- _Quoted passage_:
****
There's been no changes. That's why they don't build these types of torps in the rules.

There IS non-nuc bomb "pumping". It is called, Explosively Pumped Flux Compression Generators. http://www.abovetopsecret.com/forum/thread59555/pg1
This would be the the way lasers would be bomb pumped in the torps. That way Nuc dampers wouldn't deactivate them.

Possibly. I was aware of the devices as described in the link in the application of EMP delivery. And on a quick read don't see the link mentioning (except perhaps peripherally) other applications. Or I missed it in my quick read. Care to offer the paragraph if I did?

The peripheral application I mention is where it notes the electrical power output. Certainly that could power a laser of sufficient energy, however the difference as I understand it between the nuke version and the conventional version is the nuke directly excites the rods to produce the laser, all of which is consumed in the explosion, while the conventional produces electricity by powering a generator. I'm not sure there'd be time to direct that electricity into a laser generator before the whole thing was blown to bits. Its utility is (again as I understand it) in producing an explosive EMP without the dirty effects of a nuke.

Certainly a small enough generator could be built to contain the explosive blast and be reusable (see TNE MHD powered lasers for the game application for one). But we're talking a one shot bomb/missile idea here. To make it powerful enough and a laser generator that isn't consumed by the blast is a waste of design. You'll pack a bigger punch by just creating an explosion, or an EMP burst to fry the electronics.

Now that makes some sense, and is perhaps what the original author was aiming for. A penetrator missile that once inside the hull detonates an EMP pulse to fry the electronics of the ship. A "laser" delivered by a missile and detonated inside the hull still makes no sense to me.

So, nuke dampers vs conventional bomb pumped EMP missiles are not going to have an effect, agreed. EMP effects external to the hull are not going to be effective (imo, consider the usual EMP a hull deals with, so routinely that it's not even mentioned) so for an EMP to be effective it has to get inside the hull. Our problem then becomes creating a penetrator capable of actually doing that. And delivering it's warhead intact. That's going to be tricky. A simple (perhaps) methodology might be to require the missile be armoured greater than the hull. Easy to do for unarmoured hulls, not so easy for higher TL heavies. So if your missile armour is greater than the armour of the hull you manage to punch through and deliver the warhead (whatever it is) into the target. EMP will score an electrical kill (computers and all electronics fried, ship essentially dead, crew alive and ship reasonably intact), conventional will score a section kill (one area of the ship within the bulkheads killed, all crew in the section killed, rest of ship intact), and nuclear will score a total kill, ship destroyed. I still say a nuke going off inside a ship will obliterate it. Bulkheads are not going to mean squat, and armour is meant to keep stuff out and will much more easily yield from the inside. If anything a stronger hull will mean more complete destruction inside.
****
- _Raw data_:
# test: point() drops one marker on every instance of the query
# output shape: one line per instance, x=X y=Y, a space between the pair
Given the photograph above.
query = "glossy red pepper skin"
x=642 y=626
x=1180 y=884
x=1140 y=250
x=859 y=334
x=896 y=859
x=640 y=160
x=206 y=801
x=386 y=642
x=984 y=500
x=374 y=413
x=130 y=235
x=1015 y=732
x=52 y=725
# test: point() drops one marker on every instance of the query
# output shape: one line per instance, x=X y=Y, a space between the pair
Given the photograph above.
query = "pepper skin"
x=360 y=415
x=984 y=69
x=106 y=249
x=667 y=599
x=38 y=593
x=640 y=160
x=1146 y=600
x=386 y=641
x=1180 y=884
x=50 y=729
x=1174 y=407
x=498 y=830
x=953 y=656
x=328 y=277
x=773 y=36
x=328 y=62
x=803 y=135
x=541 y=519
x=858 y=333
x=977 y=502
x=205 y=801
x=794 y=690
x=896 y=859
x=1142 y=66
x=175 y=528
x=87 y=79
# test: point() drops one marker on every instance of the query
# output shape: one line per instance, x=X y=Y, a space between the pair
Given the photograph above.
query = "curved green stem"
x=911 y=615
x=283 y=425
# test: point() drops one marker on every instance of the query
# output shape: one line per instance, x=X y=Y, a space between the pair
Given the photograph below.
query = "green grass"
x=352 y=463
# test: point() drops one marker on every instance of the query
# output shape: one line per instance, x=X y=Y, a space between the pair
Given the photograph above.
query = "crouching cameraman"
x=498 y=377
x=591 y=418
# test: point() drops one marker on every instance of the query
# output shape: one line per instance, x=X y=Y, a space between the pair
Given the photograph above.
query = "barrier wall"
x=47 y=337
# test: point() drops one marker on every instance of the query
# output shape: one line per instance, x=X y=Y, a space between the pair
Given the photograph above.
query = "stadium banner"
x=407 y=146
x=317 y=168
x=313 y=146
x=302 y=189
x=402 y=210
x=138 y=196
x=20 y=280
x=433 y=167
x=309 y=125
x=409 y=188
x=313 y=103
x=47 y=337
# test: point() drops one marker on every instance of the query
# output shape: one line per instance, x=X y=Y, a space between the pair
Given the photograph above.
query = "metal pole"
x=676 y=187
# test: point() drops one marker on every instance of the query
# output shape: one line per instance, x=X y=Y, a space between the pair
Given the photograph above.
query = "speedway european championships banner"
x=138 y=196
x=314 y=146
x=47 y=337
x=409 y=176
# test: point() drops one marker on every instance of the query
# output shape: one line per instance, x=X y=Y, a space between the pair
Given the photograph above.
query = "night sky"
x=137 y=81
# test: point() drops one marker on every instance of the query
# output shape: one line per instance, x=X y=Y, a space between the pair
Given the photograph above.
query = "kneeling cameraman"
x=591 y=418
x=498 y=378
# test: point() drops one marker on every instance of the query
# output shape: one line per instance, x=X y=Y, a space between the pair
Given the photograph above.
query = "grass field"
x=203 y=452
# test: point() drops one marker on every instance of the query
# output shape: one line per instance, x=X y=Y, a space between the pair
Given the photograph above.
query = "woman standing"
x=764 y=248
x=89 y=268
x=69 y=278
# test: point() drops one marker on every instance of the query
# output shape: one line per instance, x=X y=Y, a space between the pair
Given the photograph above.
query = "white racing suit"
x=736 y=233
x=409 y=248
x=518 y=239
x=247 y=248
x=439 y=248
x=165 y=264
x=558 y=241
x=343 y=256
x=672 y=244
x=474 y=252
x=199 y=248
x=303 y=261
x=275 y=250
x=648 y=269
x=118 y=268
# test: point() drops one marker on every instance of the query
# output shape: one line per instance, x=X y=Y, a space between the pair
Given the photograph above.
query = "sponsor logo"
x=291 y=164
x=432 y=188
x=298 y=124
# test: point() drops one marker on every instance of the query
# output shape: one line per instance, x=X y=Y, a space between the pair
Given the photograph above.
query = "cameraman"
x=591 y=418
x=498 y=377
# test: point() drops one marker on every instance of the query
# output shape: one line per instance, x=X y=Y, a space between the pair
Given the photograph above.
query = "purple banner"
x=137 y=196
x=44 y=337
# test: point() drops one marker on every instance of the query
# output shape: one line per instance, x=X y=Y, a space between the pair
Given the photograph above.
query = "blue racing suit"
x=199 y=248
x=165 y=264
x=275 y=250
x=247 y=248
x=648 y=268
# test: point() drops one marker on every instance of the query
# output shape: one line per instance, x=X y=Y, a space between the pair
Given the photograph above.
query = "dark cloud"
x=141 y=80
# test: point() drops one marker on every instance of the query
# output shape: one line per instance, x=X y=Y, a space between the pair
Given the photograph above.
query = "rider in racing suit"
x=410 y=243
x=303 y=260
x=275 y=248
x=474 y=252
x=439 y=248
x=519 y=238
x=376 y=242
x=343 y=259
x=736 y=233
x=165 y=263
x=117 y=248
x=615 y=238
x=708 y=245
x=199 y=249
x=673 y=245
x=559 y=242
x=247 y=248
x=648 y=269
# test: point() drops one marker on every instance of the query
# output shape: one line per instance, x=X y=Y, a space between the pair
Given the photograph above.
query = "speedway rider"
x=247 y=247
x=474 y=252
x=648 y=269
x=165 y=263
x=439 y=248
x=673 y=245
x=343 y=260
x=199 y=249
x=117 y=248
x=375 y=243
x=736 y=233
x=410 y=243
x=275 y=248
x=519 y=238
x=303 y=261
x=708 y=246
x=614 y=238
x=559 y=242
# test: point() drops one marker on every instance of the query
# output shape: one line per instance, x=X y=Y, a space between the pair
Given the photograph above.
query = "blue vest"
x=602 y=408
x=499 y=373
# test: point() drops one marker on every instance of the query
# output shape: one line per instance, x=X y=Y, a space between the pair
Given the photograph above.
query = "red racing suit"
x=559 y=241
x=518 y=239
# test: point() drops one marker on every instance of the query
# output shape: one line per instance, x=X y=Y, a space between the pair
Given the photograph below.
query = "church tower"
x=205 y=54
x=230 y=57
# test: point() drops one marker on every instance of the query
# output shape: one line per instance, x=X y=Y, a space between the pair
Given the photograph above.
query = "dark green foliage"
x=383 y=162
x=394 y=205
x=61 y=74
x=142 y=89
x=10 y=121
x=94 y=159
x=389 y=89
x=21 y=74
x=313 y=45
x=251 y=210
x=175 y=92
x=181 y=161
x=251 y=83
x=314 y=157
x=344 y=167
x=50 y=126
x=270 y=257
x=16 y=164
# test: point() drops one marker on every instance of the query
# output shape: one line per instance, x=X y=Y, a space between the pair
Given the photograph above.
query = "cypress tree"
****
- _Exercises_:
a: Translate this sentence from the forum discussion on bomb-pumped missiles into Spanish: "Bulkheads are not going to mean squat, and armour is meant to keep stuff out and will much more easily yield from the inside."
b: In the forum discussion on bomb-pumped missiles, what is non-nuclear bomb "pumping" called?
c: Continue the forum discussion on bomb-pumped missiles from its final sentence.

- _Activity answers_:
a: Los mamparos no van a servir de nada, y el blindaje está pensado para mantener las cosas fuera y cederá con mucha más facilidad desde el interior.

b: Explosively Pumped Flux Compression Generators.

c:
 
atpollard said:
DFW said:
There IS non-nuc bomb "pumping". It is called, Explosively Pumped Flux Compression Generators. http://www.abovetopsecret.com/forum/thread59555/pg1
This would be the the way lasers would be bomb pumped in the torps. That way Nuc dampers wouldn't deactivate them.

Interesting read.
The focus in the article was on generating EM pulses to fry non-hardened electronics (and central nervous systems? depending on the details). Would the technology still be applicable to thermal laser technology and vaporizing giant chunks of metal starships?

and thanks for sharing.

I think that the energy could be harnessed to power some of the newer lasers systems. http://en.wikipedia.org/wiki/Free-electron_laser#Military_uses

Would require some mods but, I think it could be done within a couple of decades.
 
far-trader said:
Now that makes some sense, and is perhaps what the original author was aiming for. A penetrator missile that once inside the hull detonates an EMP pulse to fry the electronics of the ship. A "laser" delivered by a missile and detonated inside the hull still makes no sense to me.

Yes, that makes more sense to me too.